Agrarisch Natuur- en Landschapsbeheer (ANLb)

In 2016 ging het Agrarisch Natuur- en Landschapsbeheer (ANLb) van start. Met het ANLb worden leefgebieden van kwetsbare agrarische diersoorten in stand gehouden en, waar mogelijk, met elkaar verbonden. 

De kern van ANLb is dat agrarische leefgebieden van (dier)soorten van internationaal belang zodanig worden beheerd dat daarmee natuurwinst wordt geboekt. Voor dit gebiedsgerichte agrarisch natuurbeheer is subsidie beschikbaar die deels door de EU wordt betaald. Dit betekent uiteraard dat de EU voorwaarden stelt aan de uitvoering van het ANLb, waaronder ook aan de monitoring van de effecten daarvan. Een deel van de monitoring loopt via tellingen van Sovon-vrijwilligers.

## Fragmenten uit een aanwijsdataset
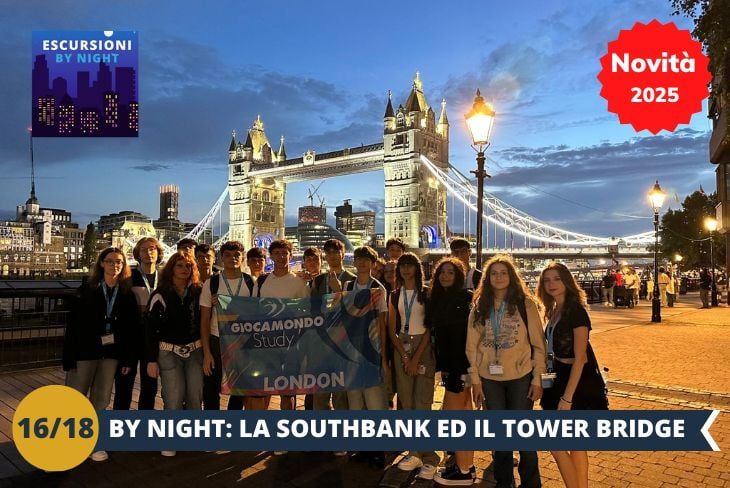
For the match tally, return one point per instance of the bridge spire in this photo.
(282, 152)
(443, 126)
(389, 107)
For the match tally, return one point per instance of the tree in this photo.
(89, 257)
(683, 232)
(712, 28)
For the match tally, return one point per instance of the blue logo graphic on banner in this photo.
(85, 84)
(396, 430)
(308, 345)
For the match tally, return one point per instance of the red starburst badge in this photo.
(654, 76)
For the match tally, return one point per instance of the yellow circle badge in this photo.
(55, 428)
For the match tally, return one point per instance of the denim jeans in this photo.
(373, 398)
(124, 384)
(182, 380)
(512, 395)
(95, 375)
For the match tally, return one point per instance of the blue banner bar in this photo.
(536, 430)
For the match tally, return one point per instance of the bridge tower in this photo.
(256, 204)
(415, 204)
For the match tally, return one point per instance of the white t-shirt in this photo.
(382, 302)
(206, 299)
(418, 313)
(287, 286)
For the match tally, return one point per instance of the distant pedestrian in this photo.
(609, 280)
(705, 287)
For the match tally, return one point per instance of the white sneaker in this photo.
(409, 463)
(99, 456)
(427, 472)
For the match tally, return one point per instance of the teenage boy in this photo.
(148, 252)
(232, 282)
(312, 264)
(461, 250)
(333, 280)
(256, 261)
(395, 248)
(187, 246)
(282, 283)
(374, 397)
(204, 258)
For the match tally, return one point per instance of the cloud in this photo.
(151, 167)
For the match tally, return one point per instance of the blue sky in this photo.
(318, 73)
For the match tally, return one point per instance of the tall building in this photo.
(311, 214)
(169, 202)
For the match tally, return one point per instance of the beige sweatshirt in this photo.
(517, 356)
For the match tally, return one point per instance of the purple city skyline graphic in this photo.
(85, 84)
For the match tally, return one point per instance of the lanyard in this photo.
(327, 281)
(495, 320)
(550, 330)
(356, 286)
(408, 306)
(228, 287)
(147, 283)
(109, 305)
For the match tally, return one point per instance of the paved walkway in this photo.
(680, 363)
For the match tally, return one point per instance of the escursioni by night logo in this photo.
(85, 84)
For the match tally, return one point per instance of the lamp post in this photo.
(711, 226)
(480, 120)
(656, 197)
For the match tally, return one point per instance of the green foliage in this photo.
(89, 256)
(681, 232)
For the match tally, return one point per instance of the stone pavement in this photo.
(680, 363)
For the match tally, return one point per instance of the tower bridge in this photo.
(419, 181)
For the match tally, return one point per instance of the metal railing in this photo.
(31, 340)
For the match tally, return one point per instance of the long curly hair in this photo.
(410, 258)
(437, 290)
(97, 272)
(574, 295)
(166, 282)
(517, 290)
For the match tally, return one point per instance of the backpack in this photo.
(215, 282)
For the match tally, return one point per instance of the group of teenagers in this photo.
(495, 344)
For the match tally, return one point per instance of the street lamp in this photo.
(480, 120)
(656, 197)
(711, 226)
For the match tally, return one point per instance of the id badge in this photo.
(547, 379)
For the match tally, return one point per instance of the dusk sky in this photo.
(318, 73)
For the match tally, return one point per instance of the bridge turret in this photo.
(232, 147)
(281, 155)
(389, 116)
(442, 128)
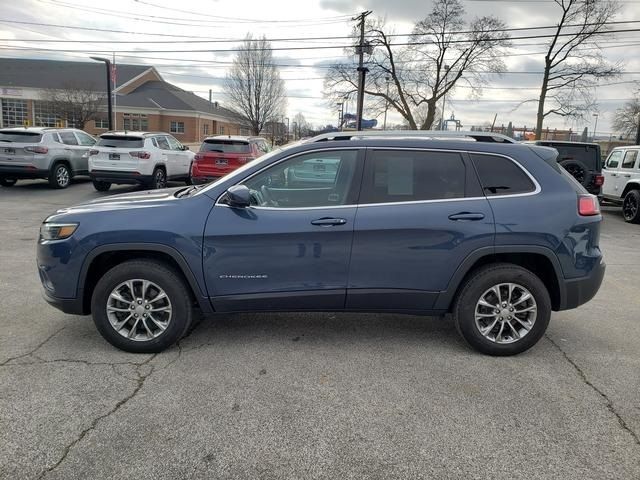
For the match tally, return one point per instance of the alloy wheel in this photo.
(505, 313)
(139, 310)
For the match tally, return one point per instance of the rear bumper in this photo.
(125, 178)
(19, 172)
(579, 291)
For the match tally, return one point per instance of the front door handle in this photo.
(466, 216)
(328, 222)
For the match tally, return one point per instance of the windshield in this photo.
(225, 146)
(120, 142)
(20, 137)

## Opdracht 1
Geef voor de beweringen (a), (b) en (c) aan of ze kloppen met de tekst over het ANLb, telkens met ja of nee en de doorslaggevende woorden letterlijk geciteerd: (a) Het ANLb ging in 2016 van start. (b) De subsidie voor het ANLb wordt volledig door de EU betaald. (c) De monitoring van het ANLb loopt geheel via tellingen van Sovon-vrijwilligers.
## Opdracht 2
Leg in één tot drie zinnen uit waarom de EU volgens de tekst over het ANLb voorwaarden stelt aan de uitvoering ervan.
## Opdracht 3
Schrijf een vervolg op de tekst over het ANLb dat begint na de laatste zin.
De gegevens zijn voor deze opdrachten niet nodig.

## Uitwerking 1
(a) Ja: "In 2016 ging het Agrarisch Natuur- en Landschapsbeheer (ANLb) van start."
(b) Nee: "subsidie beschikbaar die deels door de EU wordt betaald"
(c) Nee: "Een deel van de monitoring loopt via tellingen van Sovon-vrijwilligers."

## Uitwerking 2
De subsidie voor het gebiedsgerichte agrarisch natuurbeheer wordt deels door de EU betaald. Daarom stelt de EU voorwaarden aan de uitvoering van het ANLb, ook aan de monitoring van de effecten.

## Uitwerking 3
Uitgangspunt van ANLb is het in stand houden of het creëren van een leefgebied voor een soort of een groep van soorten met vergelijkbare biotoopeisen. Het beheer richt zich op een afgebakende set aan ‘doelsoorten’. Dit zijn de diersoorten waarvoor Nederland op grond van de Vogelrichtlijn en Habitatrichtlijn de internationale verplichting heeft om de “staat van instandhouding” van deze soorten op een gunstig peil te brengen of houden, voor zover deze soorten vooral zijn aangewezen op agrarische gebieden. Het gaat om 54 vogelsoorten, en daarnaast om bepaalde soorten amfibieën, insecten, vlinders en zoogdieren.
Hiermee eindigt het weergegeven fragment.